** Begin Stored records **

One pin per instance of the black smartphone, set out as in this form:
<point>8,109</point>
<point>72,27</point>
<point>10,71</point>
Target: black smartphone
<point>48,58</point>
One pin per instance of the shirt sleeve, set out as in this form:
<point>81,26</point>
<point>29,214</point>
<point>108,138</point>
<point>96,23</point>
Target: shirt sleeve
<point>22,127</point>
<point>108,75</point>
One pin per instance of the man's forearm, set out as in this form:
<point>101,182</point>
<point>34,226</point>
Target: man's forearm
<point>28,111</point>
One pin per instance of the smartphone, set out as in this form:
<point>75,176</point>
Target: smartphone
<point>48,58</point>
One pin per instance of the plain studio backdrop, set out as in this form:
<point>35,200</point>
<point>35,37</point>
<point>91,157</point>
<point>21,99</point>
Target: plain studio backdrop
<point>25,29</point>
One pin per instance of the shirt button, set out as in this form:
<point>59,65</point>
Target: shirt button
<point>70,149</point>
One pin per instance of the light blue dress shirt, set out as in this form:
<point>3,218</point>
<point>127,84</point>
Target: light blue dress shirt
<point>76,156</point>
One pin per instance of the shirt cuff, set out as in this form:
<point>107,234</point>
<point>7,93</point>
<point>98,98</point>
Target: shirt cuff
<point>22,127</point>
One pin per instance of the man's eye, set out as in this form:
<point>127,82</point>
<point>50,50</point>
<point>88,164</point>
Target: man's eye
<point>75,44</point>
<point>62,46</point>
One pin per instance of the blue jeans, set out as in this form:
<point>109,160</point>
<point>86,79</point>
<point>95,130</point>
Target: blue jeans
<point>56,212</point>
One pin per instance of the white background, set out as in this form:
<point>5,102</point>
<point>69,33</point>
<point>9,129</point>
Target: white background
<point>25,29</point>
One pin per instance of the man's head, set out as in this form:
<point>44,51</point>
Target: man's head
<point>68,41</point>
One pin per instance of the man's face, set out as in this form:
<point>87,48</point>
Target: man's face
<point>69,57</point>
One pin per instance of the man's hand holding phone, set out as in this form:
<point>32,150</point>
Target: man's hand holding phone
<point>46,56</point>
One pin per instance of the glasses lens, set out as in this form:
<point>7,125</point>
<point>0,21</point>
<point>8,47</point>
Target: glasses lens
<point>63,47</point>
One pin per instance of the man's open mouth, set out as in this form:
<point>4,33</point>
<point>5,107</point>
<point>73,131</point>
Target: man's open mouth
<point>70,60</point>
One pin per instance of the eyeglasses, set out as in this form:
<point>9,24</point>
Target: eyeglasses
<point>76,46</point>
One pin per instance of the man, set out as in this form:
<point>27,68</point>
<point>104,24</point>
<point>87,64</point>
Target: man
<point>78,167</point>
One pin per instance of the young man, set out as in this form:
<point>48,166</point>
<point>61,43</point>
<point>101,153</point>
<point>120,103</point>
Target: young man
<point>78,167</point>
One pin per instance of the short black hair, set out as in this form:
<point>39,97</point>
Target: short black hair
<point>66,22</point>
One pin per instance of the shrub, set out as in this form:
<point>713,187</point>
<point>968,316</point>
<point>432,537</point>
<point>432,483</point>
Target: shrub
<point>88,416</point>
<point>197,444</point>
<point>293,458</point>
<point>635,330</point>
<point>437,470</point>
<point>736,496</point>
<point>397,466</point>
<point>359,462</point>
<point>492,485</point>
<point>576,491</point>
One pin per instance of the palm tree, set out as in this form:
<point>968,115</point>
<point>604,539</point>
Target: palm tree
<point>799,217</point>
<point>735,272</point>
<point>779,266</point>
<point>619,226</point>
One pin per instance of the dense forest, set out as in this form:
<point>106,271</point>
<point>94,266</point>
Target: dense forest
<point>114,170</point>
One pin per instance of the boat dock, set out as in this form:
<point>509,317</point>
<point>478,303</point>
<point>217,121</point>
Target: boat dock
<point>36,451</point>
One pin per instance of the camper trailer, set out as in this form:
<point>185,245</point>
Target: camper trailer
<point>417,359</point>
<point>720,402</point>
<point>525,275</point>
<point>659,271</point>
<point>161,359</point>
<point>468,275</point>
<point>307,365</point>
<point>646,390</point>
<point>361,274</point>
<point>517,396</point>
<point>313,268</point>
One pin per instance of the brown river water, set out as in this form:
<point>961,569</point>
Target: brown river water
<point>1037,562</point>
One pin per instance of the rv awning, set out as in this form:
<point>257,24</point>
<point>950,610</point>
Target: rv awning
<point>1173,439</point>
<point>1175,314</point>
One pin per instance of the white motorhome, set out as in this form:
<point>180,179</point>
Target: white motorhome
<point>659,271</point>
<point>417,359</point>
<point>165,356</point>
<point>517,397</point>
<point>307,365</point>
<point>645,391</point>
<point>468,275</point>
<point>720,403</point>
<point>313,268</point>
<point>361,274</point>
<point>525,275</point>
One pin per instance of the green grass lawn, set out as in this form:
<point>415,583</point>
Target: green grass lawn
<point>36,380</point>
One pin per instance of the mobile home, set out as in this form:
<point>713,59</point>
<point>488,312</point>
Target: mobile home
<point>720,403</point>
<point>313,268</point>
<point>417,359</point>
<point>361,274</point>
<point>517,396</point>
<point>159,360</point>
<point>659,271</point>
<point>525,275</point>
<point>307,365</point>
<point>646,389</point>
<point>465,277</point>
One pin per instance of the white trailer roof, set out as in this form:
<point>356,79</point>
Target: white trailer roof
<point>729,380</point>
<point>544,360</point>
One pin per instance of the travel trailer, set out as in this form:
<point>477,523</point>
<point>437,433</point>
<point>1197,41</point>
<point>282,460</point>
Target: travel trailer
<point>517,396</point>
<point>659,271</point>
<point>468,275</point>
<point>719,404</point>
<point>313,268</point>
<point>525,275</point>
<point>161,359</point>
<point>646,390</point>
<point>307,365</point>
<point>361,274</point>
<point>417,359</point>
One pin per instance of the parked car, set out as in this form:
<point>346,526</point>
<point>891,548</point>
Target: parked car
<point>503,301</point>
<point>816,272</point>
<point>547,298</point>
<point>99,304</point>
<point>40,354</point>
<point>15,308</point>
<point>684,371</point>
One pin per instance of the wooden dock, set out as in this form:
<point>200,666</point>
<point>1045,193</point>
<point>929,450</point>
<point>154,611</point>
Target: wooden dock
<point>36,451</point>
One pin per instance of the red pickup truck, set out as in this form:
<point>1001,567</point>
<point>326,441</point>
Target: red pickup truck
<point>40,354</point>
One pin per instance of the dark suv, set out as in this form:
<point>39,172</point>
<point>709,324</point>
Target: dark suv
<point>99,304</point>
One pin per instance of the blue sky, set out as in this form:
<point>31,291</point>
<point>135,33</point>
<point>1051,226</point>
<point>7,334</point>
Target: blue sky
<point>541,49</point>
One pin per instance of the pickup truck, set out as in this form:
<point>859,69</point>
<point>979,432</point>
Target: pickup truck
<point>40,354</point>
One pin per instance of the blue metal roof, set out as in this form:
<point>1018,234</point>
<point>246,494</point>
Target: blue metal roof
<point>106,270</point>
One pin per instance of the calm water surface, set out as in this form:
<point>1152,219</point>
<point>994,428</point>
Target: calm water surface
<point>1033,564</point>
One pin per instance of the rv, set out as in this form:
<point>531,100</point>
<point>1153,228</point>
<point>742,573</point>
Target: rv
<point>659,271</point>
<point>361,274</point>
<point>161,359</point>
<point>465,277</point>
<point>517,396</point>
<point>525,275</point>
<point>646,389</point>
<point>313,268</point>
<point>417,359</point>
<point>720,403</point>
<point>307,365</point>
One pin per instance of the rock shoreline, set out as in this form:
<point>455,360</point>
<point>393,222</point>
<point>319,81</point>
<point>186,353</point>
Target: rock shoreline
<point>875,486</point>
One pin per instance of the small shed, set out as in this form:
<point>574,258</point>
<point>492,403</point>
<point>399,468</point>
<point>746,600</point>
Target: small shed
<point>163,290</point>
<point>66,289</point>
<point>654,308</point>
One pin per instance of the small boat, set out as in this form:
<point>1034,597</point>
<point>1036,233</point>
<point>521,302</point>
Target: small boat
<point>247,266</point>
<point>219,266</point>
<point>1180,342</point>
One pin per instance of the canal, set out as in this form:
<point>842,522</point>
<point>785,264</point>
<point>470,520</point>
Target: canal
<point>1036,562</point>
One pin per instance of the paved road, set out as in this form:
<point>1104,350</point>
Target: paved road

** End Stored records **

- **Aim**: Give the items starting at the line containing "One pin per instance of the blue jeans, set" and ending at the line containing "<point>63,47</point>" as a JSON list of strings, one string per line, with blank lines omitted.

- **Exercise response**:
[
  "One pin per instance of the blue jeans, set out as in this form:",
  "<point>109,160</point>",
  "<point>86,79</point>",
  "<point>95,130</point>",
  "Target: blue jeans",
  "<point>56,212</point>",
  "One pin per instance of the white background, set out as in this form:",
  "<point>5,102</point>",
  "<point>69,33</point>",
  "<point>9,129</point>",
  "Target: white background",
  "<point>25,29</point>",
  "One pin per instance of the man's head, set out as in this form:",
  "<point>44,51</point>",
  "Target: man's head",
  "<point>68,41</point>",
  "One pin per instance of the man's face, set out as in this form:",
  "<point>87,48</point>",
  "Target: man's face",
  "<point>69,57</point>",
  "One pin per instance of the man's hand holding phone, set out as in this form:",
  "<point>32,150</point>",
  "Target: man's hand holding phone",
  "<point>46,56</point>",
  "One pin per instance of the glasses lens, set out as in this form:",
  "<point>7,125</point>",
  "<point>0,21</point>",
  "<point>8,47</point>",
  "Target: glasses lens",
  "<point>63,47</point>"
]